Written instruction ▸
Count the lines in the data below that contain the string "sign", where case matters. Reply with the number alone.

Source data ▸
____________________

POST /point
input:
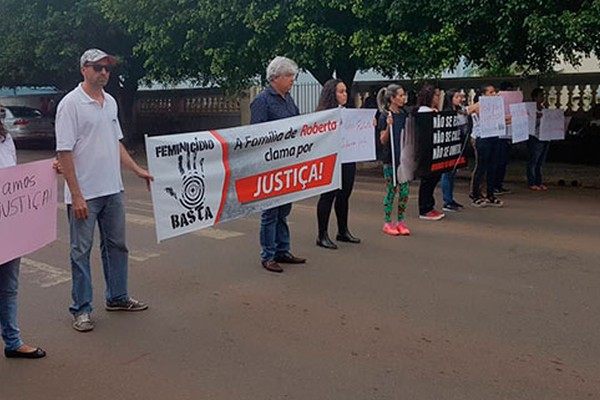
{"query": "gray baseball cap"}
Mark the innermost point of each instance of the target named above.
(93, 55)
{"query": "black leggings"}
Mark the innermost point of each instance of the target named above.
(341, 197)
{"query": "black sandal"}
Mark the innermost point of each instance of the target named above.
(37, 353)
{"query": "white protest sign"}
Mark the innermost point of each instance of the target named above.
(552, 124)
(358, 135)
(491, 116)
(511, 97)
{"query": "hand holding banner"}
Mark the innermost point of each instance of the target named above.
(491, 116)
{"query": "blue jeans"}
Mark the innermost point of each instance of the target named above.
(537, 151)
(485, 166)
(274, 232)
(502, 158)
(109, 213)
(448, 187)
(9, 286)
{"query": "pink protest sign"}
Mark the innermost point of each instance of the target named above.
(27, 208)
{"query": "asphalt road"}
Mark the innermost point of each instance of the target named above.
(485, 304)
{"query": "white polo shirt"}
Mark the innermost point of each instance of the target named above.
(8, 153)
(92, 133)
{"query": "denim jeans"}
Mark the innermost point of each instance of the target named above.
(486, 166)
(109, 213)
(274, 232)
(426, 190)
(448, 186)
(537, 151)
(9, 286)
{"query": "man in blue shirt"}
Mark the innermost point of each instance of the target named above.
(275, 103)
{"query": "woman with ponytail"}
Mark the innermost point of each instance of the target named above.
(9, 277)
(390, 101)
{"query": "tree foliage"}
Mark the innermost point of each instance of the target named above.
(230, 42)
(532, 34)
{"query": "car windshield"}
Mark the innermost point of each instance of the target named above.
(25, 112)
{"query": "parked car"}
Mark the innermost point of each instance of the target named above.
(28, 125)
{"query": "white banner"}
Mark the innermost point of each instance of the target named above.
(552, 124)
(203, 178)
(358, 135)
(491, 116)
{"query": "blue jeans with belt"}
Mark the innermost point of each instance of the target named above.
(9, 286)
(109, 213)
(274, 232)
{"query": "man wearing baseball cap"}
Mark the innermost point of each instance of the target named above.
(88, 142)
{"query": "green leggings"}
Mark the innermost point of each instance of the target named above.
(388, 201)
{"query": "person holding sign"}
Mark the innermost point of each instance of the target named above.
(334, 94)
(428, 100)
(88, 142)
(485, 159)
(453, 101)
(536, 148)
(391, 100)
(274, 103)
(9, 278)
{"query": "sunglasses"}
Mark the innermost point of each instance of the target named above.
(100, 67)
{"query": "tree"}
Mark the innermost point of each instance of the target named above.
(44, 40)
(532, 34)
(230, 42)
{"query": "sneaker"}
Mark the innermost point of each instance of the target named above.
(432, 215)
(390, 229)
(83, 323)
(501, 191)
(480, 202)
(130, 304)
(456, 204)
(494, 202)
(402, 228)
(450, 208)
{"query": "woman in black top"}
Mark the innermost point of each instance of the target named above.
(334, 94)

____________________

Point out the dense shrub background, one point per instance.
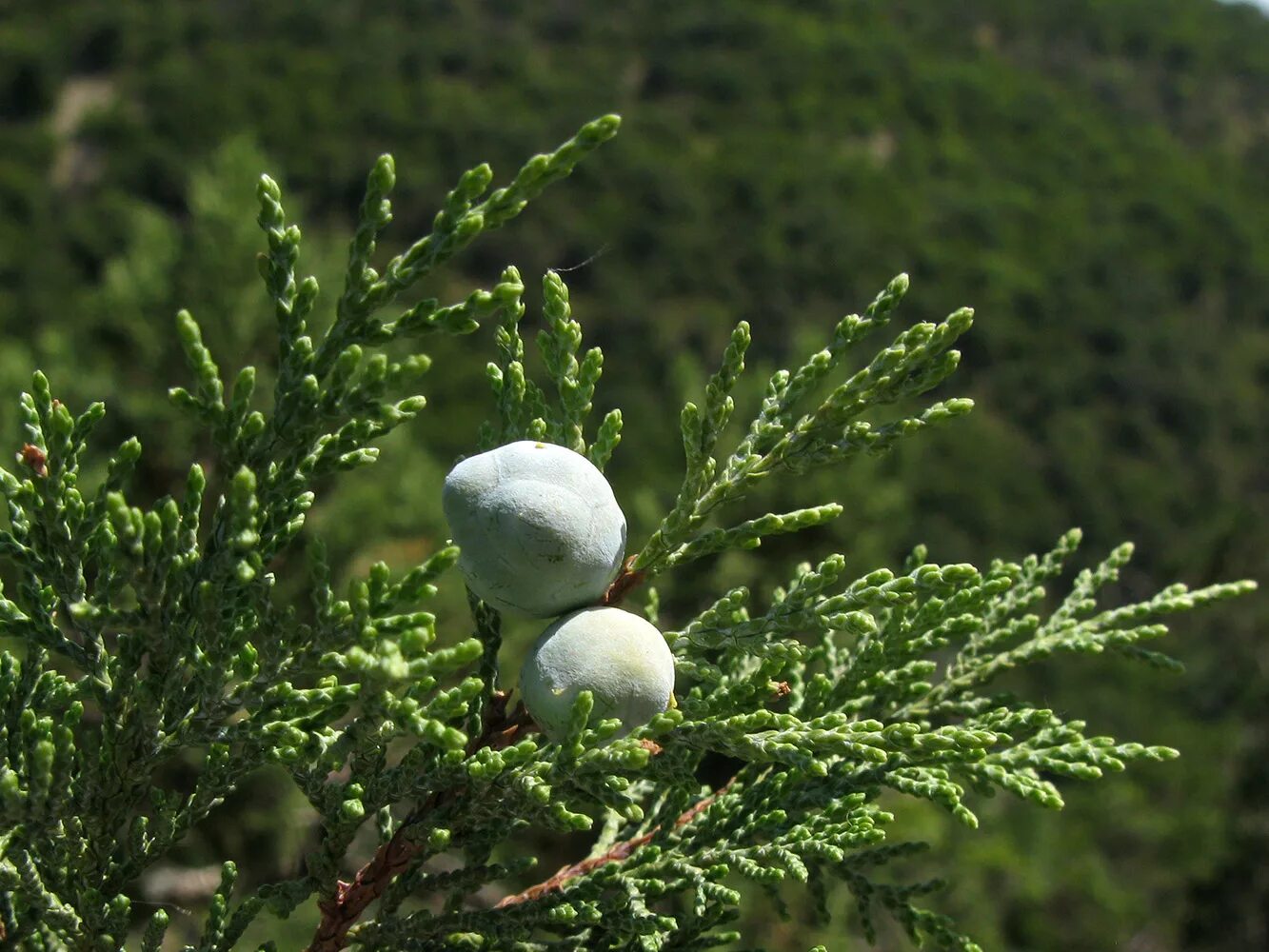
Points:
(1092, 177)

____________________

Reply ▸
3